From Heraclitus to the present, historians and philosophers addressed the issue of change. Is change built into the nature of society or is it a mirage that reflects a different side of sameness? It would appear that there are years in the so-called modern age that suggest a departure from the past: 1789 and The French Revolution; 1914, the Great War and the End of Innocence; 1939 and the onset of World War II. Although it is too early to argue with any certainty, 2016-2017 may be a candidate for historic proportions, since the institutions and their philosophical underpinnings which accounted for relative global stability are in disarray. The world is turning, and not necessarily on its axis. “The wheel keeps turning; the sky’s rearranging.”
Alas, the rearrangement brings into focus an uncertain future, in large part because the political and economic institutions such as the United States, the IMF, the World Bank, and the European Union have lost or are losing their legitimacy. In fact, liberal internationalism — a belief that nations can share “rules of the road” — is undergoing challenge from a newly emergent nationalism. Not only is President Trump calling for America First, but the nationalist sentiment has gained traction across the European continent and into the Asian heartland. Rules are being renegotiated or dismissed and the pattern for going forward remains unclear.

== What you need to do ==
1. Answer from the passage on change.
(a) Which three years does it give as seeming to mark a departure from the past?
(b) Which institutions does it say have lost or are losing their legitimacy?
(c) What is liberal internationalism undergoing challenge from?
2. Retype the part of the passage on change that opens with the words containing "Alas, the rearrangement" and closes with "forward remains unclear.".
The rows have nothing to do with the passage on change.

== Data provided ==
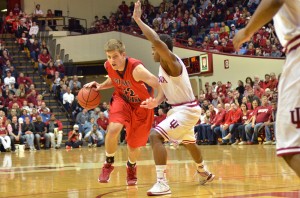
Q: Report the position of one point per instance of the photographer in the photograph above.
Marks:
(74, 138)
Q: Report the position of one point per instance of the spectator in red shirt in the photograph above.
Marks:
(9, 21)
(258, 91)
(260, 116)
(273, 81)
(24, 80)
(161, 116)
(102, 121)
(267, 83)
(44, 59)
(230, 125)
(74, 140)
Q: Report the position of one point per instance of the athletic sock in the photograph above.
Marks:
(161, 172)
(110, 158)
(131, 164)
(200, 167)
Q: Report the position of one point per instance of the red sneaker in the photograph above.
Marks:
(107, 169)
(131, 176)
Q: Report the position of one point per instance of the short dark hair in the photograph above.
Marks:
(167, 40)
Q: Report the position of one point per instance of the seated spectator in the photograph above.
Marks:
(44, 59)
(9, 22)
(26, 81)
(9, 80)
(95, 137)
(51, 23)
(55, 130)
(74, 138)
(34, 29)
(41, 131)
(28, 131)
(45, 115)
(4, 136)
(34, 51)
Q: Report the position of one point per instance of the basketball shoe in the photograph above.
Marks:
(159, 188)
(107, 169)
(131, 176)
(205, 176)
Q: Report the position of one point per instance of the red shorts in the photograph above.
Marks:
(138, 121)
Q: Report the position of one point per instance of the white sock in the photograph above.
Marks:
(161, 172)
(109, 155)
(200, 167)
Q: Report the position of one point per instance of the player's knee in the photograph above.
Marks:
(154, 136)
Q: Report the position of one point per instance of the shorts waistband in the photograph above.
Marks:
(189, 104)
(292, 44)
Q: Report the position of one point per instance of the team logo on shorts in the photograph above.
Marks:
(297, 120)
(174, 124)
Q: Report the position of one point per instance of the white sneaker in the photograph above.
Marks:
(268, 143)
(242, 143)
(205, 177)
(159, 188)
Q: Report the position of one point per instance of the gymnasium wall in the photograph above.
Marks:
(90, 47)
(85, 9)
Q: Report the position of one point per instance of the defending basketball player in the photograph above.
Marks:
(287, 25)
(133, 83)
(178, 127)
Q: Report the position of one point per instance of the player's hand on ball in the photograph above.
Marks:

== Responses to the exercise ==
1.
(a) 1789, 1914 and 1939.
(b) The United States, the IMF, the World Bank and the European Union.
(c) A newly emergent nationalism.

2.
Alas, the rearrangement brings into focus an uncertain future, in large part because the political and economic institutions such as the United States, the IMF, the World Bank, and the European Union have lost or are losing their legitimacy. In fact, liberal internationalism — a belief that nations can share “rules of the road” — is undergoing challenge from a newly emergent nationalism. Not only is President Trump calling for America First, but the nationalist sentiment has gained traction across the European continent and into the Asian heartland. Rules are being renegotiated or dismissed and the pattern for going forward remains unclear.